## Instructions to follow
Could you restate the whole listing word for word?

Top of Supplied data

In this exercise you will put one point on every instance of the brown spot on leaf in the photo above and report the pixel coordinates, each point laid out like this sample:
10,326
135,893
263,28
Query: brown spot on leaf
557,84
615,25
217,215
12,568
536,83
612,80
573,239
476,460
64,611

Bottom of Supplied data

## Answer space
In this exercise you will put one point on every instance of the brown spot on leaf in the photo above and report the pixel coordinates, each point laid out like this sample:
10,326
135,893
263,28
Query: brown spot on leaf
557,84
615,25
217,215
12,568
536,83
612,80
573,239
476,460
64,611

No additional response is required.